INSTRUCTIONS FOR THE TASK:
Convert the lines below into a JSON list of strings, with one string per line and blank lines omitted. Cover only the lines from the one with "[ woman with dark hair ]" up to and including the one with "top-left (80, 184), bottom-right (129, 215)".

DATASET EXTRACT:
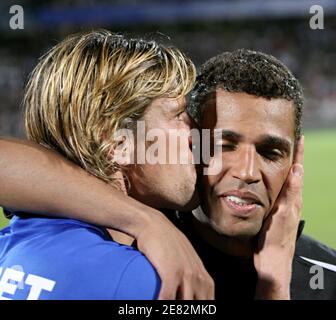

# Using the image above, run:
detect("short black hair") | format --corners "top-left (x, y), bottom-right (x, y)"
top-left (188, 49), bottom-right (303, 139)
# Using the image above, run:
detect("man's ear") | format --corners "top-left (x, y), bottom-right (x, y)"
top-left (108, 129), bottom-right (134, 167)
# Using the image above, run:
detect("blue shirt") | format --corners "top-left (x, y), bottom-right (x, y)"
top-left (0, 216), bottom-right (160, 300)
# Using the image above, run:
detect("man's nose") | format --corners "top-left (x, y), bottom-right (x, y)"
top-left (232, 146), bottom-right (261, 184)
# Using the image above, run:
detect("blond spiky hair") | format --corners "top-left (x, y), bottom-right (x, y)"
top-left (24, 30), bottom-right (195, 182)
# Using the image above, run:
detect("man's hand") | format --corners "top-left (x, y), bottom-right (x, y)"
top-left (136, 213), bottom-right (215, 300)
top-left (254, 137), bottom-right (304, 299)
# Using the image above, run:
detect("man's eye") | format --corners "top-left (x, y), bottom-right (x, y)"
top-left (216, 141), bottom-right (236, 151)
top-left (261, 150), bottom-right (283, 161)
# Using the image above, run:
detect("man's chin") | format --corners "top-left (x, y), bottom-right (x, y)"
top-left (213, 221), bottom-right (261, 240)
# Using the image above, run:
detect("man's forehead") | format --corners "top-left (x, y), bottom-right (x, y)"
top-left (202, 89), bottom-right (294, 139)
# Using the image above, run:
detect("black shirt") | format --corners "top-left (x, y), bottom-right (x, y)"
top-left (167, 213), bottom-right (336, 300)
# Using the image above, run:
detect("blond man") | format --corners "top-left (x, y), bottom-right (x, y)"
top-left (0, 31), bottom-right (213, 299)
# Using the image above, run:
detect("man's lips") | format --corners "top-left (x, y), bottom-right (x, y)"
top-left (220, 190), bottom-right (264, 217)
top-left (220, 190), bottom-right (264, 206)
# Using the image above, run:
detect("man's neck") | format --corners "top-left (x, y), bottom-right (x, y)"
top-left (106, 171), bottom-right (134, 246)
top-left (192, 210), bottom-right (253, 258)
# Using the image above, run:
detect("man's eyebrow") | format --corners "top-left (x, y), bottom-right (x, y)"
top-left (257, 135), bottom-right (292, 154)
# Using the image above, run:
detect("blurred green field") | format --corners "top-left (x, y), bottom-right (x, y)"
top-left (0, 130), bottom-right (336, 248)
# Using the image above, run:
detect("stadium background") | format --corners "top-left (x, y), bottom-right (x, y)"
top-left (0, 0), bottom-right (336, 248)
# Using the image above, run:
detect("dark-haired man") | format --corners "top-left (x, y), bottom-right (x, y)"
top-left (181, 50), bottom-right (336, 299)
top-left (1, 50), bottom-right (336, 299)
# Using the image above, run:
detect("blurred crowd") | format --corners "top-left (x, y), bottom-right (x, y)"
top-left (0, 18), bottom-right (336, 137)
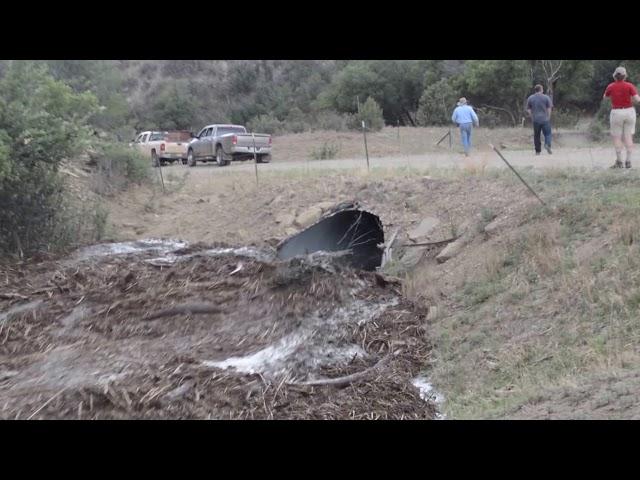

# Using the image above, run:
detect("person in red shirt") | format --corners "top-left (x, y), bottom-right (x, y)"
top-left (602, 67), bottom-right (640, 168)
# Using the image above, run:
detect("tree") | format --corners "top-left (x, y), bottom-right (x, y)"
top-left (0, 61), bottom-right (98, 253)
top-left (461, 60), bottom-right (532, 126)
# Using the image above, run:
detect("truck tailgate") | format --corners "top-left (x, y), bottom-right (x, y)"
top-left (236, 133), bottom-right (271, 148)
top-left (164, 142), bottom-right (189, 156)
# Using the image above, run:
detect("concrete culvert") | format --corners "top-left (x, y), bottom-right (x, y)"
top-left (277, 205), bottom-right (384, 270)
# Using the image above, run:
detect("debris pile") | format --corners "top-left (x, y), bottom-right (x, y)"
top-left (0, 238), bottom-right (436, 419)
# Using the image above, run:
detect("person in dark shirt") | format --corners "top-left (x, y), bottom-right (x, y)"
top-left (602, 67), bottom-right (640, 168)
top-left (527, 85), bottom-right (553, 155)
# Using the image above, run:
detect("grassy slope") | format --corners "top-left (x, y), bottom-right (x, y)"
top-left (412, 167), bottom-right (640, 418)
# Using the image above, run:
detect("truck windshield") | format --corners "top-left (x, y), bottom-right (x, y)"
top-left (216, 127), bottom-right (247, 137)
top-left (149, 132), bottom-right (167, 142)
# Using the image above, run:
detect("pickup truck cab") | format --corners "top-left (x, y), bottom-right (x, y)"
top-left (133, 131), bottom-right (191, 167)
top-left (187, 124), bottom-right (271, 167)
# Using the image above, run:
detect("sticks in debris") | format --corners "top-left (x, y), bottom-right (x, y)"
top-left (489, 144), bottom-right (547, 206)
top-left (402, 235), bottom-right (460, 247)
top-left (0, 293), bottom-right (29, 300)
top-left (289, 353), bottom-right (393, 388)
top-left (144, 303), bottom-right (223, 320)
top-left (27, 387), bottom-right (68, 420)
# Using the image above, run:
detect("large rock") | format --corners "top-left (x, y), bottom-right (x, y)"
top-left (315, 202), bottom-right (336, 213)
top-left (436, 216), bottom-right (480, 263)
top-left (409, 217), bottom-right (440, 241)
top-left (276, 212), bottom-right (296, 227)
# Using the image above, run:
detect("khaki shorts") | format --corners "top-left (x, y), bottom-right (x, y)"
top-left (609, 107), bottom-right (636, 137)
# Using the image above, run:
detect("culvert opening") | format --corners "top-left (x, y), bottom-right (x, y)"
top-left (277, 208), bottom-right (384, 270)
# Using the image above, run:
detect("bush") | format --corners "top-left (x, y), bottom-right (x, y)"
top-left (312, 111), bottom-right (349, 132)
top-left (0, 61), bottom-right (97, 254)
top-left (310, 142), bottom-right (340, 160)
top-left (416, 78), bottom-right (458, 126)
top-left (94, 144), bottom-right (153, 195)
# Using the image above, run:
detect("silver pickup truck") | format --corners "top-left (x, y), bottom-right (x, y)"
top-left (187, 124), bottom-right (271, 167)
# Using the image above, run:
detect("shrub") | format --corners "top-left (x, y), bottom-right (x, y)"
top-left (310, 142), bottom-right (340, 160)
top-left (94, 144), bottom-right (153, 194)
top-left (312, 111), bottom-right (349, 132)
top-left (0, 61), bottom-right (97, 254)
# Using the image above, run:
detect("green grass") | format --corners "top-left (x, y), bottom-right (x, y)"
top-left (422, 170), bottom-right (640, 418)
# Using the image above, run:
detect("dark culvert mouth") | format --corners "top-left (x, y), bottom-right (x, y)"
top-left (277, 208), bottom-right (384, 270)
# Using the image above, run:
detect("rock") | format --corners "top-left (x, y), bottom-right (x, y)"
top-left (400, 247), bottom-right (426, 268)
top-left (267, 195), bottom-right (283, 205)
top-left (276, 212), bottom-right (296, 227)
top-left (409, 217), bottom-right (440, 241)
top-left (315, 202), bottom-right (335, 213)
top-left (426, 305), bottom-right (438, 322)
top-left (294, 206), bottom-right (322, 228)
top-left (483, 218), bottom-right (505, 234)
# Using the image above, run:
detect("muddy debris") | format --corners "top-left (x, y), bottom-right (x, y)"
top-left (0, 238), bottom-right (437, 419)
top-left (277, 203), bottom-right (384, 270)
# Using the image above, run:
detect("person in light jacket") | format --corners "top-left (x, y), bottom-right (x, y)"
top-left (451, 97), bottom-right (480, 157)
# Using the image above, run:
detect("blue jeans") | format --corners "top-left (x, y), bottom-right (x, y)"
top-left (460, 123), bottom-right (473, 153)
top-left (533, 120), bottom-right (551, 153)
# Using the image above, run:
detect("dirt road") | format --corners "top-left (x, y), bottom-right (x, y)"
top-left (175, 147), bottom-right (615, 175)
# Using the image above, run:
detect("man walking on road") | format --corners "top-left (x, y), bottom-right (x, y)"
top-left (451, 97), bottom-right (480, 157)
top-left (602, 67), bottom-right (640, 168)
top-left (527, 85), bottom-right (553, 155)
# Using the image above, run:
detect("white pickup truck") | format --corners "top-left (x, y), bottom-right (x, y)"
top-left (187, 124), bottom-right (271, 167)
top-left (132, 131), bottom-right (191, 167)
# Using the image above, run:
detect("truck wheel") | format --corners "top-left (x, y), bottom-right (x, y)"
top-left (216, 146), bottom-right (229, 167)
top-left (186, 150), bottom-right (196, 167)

* * *

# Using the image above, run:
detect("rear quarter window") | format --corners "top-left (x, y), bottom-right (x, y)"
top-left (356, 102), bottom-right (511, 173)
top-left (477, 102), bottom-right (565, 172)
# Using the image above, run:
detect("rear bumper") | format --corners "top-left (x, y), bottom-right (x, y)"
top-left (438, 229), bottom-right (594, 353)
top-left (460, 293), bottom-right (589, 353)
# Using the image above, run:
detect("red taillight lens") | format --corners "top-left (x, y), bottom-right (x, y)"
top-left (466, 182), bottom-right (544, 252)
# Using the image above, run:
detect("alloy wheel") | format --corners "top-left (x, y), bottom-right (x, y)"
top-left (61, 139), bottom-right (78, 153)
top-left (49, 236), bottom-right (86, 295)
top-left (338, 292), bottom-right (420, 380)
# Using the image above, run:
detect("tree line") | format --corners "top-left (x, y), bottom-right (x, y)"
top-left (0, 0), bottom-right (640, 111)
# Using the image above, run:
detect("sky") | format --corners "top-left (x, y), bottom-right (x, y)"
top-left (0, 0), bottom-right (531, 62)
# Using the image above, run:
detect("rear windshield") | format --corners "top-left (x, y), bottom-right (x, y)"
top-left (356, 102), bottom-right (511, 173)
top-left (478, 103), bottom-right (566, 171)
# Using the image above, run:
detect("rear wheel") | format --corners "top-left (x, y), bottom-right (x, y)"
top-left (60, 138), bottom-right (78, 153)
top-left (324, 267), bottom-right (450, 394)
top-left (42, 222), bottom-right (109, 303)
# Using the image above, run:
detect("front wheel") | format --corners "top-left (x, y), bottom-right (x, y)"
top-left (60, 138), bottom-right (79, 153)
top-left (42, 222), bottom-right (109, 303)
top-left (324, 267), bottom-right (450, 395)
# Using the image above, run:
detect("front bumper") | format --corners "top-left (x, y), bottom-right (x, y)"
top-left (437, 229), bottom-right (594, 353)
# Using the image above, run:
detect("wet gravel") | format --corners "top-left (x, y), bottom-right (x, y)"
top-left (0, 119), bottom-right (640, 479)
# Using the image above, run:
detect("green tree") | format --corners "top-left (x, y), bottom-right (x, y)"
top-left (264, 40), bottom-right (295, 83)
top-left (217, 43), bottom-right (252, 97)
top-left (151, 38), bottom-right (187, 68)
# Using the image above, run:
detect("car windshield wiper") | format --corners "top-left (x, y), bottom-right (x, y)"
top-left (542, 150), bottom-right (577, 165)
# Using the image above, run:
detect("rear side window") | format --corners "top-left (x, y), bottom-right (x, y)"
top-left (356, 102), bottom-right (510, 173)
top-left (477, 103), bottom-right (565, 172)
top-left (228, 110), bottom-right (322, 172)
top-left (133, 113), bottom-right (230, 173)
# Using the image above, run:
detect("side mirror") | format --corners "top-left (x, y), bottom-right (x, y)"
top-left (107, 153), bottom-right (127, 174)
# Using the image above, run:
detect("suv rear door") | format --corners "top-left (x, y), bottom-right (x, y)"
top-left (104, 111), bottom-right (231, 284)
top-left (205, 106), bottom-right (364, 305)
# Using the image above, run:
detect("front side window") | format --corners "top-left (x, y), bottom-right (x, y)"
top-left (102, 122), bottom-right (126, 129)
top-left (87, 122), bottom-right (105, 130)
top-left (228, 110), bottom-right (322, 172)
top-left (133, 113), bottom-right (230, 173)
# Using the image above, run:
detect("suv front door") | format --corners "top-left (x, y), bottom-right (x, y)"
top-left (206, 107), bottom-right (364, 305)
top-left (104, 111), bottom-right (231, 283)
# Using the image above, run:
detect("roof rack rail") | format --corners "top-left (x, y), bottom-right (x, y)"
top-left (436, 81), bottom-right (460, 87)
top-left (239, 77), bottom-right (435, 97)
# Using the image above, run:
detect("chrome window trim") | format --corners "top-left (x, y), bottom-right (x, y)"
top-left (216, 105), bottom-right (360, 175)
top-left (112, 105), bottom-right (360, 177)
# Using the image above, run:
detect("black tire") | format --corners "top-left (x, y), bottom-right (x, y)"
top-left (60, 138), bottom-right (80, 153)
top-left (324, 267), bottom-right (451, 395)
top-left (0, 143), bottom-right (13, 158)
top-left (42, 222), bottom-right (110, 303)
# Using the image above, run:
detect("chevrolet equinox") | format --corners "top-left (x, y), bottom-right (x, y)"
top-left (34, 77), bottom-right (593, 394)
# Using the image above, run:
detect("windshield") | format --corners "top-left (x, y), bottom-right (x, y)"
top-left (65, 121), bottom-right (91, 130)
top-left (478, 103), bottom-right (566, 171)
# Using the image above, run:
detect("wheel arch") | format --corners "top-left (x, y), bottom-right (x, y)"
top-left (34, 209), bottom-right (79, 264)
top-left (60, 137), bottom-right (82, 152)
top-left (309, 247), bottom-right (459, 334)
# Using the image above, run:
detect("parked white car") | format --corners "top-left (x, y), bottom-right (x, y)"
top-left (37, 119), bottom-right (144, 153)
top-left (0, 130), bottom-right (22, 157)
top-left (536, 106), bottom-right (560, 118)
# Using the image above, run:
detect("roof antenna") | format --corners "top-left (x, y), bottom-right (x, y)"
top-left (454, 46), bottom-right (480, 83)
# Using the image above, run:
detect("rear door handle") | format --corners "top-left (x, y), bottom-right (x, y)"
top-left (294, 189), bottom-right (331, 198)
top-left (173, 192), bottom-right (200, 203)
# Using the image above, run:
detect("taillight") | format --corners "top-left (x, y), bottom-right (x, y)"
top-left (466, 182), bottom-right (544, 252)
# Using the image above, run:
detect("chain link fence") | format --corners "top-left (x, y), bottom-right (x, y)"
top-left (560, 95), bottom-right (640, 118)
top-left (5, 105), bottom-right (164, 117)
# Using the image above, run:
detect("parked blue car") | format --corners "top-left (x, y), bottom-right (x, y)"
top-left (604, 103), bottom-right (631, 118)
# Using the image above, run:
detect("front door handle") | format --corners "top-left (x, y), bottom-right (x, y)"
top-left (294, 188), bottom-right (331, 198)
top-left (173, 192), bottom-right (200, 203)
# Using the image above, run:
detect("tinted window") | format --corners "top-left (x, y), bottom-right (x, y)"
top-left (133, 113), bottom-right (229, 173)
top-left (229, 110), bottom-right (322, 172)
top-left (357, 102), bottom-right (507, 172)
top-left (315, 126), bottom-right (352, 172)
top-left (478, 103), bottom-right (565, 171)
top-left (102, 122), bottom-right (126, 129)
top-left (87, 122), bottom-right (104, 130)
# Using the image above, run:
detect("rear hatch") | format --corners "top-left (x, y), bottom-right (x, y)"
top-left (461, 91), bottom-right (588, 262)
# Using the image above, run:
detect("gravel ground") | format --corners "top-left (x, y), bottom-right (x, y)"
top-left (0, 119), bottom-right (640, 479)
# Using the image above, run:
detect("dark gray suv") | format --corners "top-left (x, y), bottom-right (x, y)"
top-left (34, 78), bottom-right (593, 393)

* * *

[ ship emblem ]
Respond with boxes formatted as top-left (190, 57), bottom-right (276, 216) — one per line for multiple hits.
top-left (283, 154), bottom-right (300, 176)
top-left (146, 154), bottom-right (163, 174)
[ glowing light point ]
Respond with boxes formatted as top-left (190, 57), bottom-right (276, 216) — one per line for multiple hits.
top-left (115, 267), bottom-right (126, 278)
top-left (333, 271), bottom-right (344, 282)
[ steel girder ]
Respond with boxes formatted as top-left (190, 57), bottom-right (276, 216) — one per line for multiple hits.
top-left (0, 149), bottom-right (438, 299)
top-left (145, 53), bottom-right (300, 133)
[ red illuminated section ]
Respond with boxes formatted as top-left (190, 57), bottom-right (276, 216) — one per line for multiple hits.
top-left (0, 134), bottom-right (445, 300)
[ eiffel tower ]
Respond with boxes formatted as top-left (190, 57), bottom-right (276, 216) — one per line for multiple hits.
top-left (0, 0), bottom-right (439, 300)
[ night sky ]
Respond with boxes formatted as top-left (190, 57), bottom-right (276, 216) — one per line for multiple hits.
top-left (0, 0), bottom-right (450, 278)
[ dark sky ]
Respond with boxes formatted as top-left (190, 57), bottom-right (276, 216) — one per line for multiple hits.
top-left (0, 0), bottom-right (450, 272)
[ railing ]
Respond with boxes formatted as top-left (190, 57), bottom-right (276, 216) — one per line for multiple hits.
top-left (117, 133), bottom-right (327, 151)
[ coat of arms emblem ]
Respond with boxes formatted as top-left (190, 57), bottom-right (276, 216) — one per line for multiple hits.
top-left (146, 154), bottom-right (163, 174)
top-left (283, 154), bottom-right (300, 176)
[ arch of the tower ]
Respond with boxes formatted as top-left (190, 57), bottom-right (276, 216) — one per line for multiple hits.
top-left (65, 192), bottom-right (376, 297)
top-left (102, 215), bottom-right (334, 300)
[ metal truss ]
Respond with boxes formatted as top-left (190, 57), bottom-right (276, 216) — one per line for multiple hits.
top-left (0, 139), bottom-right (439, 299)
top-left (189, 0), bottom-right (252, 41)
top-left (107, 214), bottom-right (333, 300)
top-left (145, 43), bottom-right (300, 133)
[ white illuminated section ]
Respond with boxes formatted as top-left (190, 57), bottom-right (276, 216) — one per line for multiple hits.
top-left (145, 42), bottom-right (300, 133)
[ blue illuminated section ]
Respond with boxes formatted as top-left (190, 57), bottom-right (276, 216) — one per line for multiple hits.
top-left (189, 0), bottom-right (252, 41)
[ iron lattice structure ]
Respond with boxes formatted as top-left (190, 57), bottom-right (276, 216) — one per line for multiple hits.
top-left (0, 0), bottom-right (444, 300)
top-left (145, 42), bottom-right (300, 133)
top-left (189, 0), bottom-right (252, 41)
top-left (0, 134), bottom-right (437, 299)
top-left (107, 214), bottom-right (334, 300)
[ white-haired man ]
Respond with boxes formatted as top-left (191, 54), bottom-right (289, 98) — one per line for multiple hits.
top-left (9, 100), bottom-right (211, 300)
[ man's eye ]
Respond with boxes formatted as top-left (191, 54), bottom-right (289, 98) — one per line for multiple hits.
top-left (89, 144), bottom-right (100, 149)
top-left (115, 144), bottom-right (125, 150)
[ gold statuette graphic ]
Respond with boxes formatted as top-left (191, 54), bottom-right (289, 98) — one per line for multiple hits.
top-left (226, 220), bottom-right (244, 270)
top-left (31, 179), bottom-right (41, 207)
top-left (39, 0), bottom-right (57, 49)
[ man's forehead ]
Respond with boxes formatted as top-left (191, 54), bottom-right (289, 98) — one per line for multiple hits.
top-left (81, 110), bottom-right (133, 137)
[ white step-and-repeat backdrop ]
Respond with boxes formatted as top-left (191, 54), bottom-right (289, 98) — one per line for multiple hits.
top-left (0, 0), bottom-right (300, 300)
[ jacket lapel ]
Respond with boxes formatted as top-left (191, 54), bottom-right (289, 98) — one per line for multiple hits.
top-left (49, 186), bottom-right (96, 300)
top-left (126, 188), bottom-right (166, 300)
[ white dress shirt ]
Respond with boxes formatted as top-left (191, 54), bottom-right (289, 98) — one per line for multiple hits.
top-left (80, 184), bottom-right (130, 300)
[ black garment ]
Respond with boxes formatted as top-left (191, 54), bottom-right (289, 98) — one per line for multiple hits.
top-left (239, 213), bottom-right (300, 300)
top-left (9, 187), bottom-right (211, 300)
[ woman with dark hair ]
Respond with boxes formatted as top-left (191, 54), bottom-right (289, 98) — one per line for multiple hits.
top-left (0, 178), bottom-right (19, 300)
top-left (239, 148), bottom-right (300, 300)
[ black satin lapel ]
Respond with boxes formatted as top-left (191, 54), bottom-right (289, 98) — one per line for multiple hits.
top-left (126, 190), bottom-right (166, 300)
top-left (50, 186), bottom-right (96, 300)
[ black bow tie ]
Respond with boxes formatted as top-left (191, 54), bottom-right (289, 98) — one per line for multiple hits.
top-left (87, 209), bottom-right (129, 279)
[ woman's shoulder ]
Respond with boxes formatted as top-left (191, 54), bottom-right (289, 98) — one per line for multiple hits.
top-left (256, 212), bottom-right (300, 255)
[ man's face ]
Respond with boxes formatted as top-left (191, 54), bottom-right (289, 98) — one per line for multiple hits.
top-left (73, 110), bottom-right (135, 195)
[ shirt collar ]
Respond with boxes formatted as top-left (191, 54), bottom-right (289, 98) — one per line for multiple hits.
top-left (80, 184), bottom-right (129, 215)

RESULT FOR THIS EXERCISE:
[
  "[ woman with dark hair ]",
  "Respond with boxes formatted as top-left (191, 54), bottom-right (289, 98) — one per line for multiple hits.",
  "top-left (0, 178), bottom-right (19, 300)",
  "top-left (239, 148), bottom-right (300, 300)",
  "[ black satin lapel ]",
  "Respond with boxes formatted as top-left (191, 54), bottom-right (289, 98) — one per line for multiple hits.",
  "top-left (126, 190), bottom-right (166, 300)",
  "top-left (50, 186), bottom-right (96, 300)",
  "[ black bow tie ]",
  "Respond with boxes formatted as top-left (191, 54), bottom-right (289, 98) — one per line for multiple hits.",
  "top-left (87, 209), bottom-right (129, 279)",
  "[ woman's shoulder ]",
  "Respond with boxes formatted as top-left (191, 54), bottom-right (289, 98) — one per line for multiple hits.",
  "top-left (256, 212), bottom-right (300, 255)",
  "[ man's face ]",
  "Respond with boxes formatted as top-left (191, 54), bottom-right (289, 98) — one per line for multiple hits.",
  "top-left (73, 110), bottom-right (135, 195)",
  "[ shirt collar ]",
  "Respond with boxes formatted as top-left (191, 54), bottom-right (289, 98) — one per line for multiple hits.",
  "top-left (80, 184), bottom-right (129, 215)"
]